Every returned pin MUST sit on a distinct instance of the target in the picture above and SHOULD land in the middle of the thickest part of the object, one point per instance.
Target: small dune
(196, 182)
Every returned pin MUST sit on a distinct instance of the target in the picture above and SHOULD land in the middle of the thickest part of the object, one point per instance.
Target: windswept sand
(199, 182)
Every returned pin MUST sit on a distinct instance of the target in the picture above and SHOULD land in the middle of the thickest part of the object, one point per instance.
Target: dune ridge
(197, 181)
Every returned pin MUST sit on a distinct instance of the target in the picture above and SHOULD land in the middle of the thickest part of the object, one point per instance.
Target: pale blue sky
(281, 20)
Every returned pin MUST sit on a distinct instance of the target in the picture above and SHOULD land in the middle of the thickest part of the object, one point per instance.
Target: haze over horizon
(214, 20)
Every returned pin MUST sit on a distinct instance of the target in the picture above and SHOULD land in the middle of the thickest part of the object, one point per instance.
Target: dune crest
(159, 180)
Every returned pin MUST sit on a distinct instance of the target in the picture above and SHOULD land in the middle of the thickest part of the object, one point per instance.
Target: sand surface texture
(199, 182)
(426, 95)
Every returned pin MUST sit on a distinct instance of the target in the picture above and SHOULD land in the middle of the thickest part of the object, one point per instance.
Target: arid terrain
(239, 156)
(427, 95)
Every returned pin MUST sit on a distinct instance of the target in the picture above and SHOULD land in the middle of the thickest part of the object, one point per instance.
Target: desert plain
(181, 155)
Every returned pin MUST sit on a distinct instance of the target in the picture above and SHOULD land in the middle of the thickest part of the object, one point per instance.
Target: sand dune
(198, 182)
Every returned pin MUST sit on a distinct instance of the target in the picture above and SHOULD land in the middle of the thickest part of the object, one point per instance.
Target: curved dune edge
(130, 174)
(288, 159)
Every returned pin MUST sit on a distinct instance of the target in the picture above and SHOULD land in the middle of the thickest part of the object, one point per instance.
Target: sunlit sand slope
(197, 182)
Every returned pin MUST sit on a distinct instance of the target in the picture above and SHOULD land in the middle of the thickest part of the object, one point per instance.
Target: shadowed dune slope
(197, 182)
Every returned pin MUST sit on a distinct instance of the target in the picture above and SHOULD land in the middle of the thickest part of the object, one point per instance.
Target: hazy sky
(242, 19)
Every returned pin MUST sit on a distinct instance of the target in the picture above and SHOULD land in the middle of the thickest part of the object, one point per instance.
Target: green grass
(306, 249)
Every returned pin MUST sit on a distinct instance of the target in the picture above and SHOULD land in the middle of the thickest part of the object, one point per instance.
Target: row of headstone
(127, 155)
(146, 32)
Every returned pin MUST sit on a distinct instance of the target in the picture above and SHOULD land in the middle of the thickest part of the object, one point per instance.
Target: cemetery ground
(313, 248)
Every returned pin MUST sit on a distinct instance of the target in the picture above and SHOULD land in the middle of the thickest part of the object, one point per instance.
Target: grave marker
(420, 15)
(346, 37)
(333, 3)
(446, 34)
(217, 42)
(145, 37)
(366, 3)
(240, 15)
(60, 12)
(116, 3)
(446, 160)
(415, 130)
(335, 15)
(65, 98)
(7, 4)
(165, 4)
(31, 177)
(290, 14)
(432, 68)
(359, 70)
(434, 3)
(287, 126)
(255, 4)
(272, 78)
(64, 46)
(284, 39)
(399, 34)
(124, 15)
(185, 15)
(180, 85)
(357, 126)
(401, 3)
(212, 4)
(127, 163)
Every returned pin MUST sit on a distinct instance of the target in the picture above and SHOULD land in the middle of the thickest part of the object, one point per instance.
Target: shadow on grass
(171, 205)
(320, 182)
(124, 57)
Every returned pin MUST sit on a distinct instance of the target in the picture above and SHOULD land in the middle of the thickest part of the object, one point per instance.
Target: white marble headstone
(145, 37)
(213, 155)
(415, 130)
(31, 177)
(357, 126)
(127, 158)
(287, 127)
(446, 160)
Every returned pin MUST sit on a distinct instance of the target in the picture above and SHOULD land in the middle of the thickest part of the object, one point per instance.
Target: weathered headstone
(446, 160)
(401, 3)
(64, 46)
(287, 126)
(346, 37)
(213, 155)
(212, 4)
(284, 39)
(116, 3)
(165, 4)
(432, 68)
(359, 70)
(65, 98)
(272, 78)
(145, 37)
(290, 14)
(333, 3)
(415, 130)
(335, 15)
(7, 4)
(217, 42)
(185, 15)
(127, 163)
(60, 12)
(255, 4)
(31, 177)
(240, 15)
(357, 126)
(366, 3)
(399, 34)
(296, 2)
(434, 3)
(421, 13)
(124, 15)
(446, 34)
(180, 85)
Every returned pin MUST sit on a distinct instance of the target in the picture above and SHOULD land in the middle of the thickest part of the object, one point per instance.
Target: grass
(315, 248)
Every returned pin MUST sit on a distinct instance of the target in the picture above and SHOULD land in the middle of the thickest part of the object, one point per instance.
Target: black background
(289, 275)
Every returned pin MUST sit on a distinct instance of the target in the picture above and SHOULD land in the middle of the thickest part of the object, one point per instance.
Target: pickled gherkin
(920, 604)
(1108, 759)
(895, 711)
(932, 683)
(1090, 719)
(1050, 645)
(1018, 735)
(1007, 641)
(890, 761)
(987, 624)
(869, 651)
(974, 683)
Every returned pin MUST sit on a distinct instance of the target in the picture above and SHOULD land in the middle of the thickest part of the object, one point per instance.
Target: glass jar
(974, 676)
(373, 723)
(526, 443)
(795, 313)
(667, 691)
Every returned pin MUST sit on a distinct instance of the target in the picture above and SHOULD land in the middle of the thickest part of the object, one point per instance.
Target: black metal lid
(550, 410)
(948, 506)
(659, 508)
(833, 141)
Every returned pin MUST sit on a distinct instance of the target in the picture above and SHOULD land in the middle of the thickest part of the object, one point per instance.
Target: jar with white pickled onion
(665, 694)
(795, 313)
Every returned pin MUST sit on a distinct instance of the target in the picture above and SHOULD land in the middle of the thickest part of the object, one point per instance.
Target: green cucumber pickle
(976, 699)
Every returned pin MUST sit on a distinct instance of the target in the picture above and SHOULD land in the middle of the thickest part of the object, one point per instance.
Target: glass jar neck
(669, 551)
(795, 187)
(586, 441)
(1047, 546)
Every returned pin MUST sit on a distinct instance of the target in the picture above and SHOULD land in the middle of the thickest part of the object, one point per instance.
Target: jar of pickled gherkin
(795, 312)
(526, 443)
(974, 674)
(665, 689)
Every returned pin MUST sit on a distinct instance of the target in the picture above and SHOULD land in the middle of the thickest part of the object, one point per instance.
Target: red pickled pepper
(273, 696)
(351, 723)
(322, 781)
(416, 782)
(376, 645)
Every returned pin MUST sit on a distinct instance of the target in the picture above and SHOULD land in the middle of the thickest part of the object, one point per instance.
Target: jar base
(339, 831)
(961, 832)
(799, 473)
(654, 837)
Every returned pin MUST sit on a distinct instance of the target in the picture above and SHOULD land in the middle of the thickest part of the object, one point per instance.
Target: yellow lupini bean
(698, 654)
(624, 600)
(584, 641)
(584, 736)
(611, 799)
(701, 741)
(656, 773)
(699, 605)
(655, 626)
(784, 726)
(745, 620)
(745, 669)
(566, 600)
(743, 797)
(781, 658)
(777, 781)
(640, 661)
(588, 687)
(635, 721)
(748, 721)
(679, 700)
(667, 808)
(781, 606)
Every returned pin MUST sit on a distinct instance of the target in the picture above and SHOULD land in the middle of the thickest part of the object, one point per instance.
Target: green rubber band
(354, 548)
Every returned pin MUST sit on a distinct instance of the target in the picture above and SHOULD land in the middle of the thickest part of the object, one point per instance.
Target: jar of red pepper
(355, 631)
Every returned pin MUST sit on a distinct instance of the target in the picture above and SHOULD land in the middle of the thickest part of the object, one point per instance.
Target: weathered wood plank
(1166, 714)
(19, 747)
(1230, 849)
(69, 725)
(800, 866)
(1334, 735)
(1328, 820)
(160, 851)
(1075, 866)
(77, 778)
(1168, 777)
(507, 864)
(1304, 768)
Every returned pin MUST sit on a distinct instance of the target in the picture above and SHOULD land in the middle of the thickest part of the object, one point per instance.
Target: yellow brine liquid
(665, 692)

--- --- ---

▶ **GIVEN EXERCISE**
Display each line of the records that contains the string "sand".

▶ **TASK OUTPUT**
Target: windswept sand
Target: sand surface texture
Target: sand dune
Target: sunlit sand slope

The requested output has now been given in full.